# Task statement:
Retype the data that follows with no alterations, please.

(Saved data entries)
▬▬▬▬▬▬
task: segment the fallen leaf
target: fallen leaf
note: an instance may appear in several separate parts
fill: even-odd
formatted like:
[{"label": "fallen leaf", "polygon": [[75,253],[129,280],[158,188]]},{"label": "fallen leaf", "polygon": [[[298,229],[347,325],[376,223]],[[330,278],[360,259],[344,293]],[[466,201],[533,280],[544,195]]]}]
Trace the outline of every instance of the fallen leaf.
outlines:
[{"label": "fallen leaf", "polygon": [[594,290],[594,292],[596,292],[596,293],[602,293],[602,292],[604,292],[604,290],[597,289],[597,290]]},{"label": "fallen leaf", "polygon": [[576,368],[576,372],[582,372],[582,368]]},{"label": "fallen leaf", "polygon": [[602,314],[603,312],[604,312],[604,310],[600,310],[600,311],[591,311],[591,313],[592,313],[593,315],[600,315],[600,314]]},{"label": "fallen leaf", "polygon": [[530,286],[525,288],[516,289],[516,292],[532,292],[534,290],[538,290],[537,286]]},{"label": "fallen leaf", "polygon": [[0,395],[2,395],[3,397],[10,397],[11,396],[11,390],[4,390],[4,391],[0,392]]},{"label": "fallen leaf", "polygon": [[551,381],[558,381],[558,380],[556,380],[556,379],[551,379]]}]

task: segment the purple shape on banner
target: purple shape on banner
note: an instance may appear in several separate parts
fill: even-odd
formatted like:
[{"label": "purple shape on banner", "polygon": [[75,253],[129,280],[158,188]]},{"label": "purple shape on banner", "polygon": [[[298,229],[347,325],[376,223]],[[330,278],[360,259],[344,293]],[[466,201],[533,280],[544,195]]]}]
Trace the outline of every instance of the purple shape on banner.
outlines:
▬▬▬▬▬▬
# Answer section:
task: segment the fallen leaf
target: fallen leaf
note: an instance may appear in several separate parts
fill: even-odd
formatted like:
[{"label": "fallen leaf", "polygon": [[75,253],[129,280],[158,188]]},{"label": "fallen leaf", "polygon": [[[298,229],[347,325],[376,223]],[[330,278],[360,259],[344,293]],[[466,201],[533,280],[544,195]]]}]
Trace the outline of every instance of the fallen leaf.
outlines:
[{"label": "fallen leaf", "polygon": [[594,290],[594,292],[596,292],[596,293],[602,293],[602,292],[604,292],[604,290],[597,289],[597,290]]},{"label": "fallen leaf", "polygon": [[576,368],[576,372],[582,372],[582,368]]},{"label": "fallen leaf", "polygon": [[602,314],[603,312],[604,312],[604,310],[600,310],[600,311],[591,311],[591,313],[592,313],[593,315],[600,315],[600,314]]},{"label": "fallen leaf", "polygon": [[530,286],[525,288],[516,289],[516,292],[532,292],[534,290],[538,290],[537,286]]},{"label": "fallen leaf", "polygon": [[0,395],[2,395],[3,397],[10,397],[11,396],[11,390],[4,390],[4,391],[0,392]]},{"label": "fallen leaf", "polygon": [[551,381],[558,381],[558,380],[556,380],[556,379],[551,379]]}]

task: segment the purple shape on banner
target: purple shape on banner
note: an instance may appear in several separate parts
fill: even-odd
formatted like:
[{"label": "purple shape on banner", "polygon": [[75,253],[129,280],[158,188]]},{"label": "purple shape on banner", "polygon": [[[298,229],[347,325],[376,223]],[[330,278],[360,259],[344,293]],[[466,201],[533,280],[544,195]]]}]
Trace the outline of every instance of the purple shape on banner.
outlines:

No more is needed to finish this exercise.